Passage donné ▸
Qu'en est-il de la situation des droits de l'homme dans les camps ? La question est accueillie avec placidité par nos interlocuteurs. “Il y a eu des arrestations arbitraires dans les années 70 et 80, concèdent-ils. Mais la direction du Front les a reconnues et s'en est excusée. Pour le reste, notre association n'a reçu aucune plainte depuis 1990”. Et le fameux rapport de l'ONG France Libertés, qui a suspendu ses dons humanitaires après avoir découvert qu'une partie était détournée par les dirigeants du Polisario ? “Mensonges et manipulation commandités par le Maroc !”, dénoncent-ils d'une seule voix - avant que l'un d'entre eux n'ajoute, candidement : “Et puis, ça ne portait que sur 6000 euros, alors franchement…”

Tâches à faire ▸
- a) Mettez en anglais cette phrase du passage sur les droits de l'homme dans les camps : « La question est accueillie avec placidité par nos interlocuteurs. »
- b) D'après le passage sur les droits de l'homme dans les camps, depuis quelle année l'association des interlocuteurs n'a-t-elle reçu aucune plainte ?
Les enregistrements forment un matériau à part, distinct du passage.

Entrées fournies ▸

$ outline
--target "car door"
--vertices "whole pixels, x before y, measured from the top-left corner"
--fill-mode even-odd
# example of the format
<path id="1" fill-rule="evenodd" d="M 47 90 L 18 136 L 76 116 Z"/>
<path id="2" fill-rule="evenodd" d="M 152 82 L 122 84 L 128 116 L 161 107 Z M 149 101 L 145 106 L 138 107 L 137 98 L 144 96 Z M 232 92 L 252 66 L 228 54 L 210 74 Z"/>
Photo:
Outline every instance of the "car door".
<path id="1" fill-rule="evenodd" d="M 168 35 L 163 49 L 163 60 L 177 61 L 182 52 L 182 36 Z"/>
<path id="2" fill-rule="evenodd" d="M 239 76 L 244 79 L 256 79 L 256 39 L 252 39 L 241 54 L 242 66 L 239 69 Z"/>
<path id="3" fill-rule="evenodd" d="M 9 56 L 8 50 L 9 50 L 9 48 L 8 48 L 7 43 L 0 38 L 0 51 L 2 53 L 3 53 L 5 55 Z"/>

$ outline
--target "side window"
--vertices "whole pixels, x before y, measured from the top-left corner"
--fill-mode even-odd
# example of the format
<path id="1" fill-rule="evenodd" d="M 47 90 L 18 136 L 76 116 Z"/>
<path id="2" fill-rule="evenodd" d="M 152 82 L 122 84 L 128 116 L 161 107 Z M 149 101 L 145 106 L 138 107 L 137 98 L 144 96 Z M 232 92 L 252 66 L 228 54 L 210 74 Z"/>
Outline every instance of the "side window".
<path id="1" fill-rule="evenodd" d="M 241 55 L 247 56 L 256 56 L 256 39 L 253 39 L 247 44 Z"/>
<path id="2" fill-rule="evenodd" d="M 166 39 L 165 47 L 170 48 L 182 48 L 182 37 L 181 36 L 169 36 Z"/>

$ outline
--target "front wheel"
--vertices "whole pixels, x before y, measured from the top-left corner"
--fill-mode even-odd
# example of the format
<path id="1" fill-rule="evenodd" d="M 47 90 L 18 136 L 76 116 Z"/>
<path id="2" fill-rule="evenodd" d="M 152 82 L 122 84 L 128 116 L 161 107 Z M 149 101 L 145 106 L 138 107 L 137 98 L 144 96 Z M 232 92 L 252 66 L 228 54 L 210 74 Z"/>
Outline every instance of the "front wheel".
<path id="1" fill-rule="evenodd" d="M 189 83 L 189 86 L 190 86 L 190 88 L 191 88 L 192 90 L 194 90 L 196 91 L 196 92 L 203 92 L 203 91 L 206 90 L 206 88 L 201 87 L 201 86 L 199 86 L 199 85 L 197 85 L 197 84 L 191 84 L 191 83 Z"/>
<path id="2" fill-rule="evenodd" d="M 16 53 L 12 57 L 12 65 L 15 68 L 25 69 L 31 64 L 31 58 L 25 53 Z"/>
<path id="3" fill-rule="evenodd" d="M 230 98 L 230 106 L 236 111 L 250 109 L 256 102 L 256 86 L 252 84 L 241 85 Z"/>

Résultats par tâche ▸
- a) The question is received calmly by the people we are speaking with.

- b) Depuis 1990.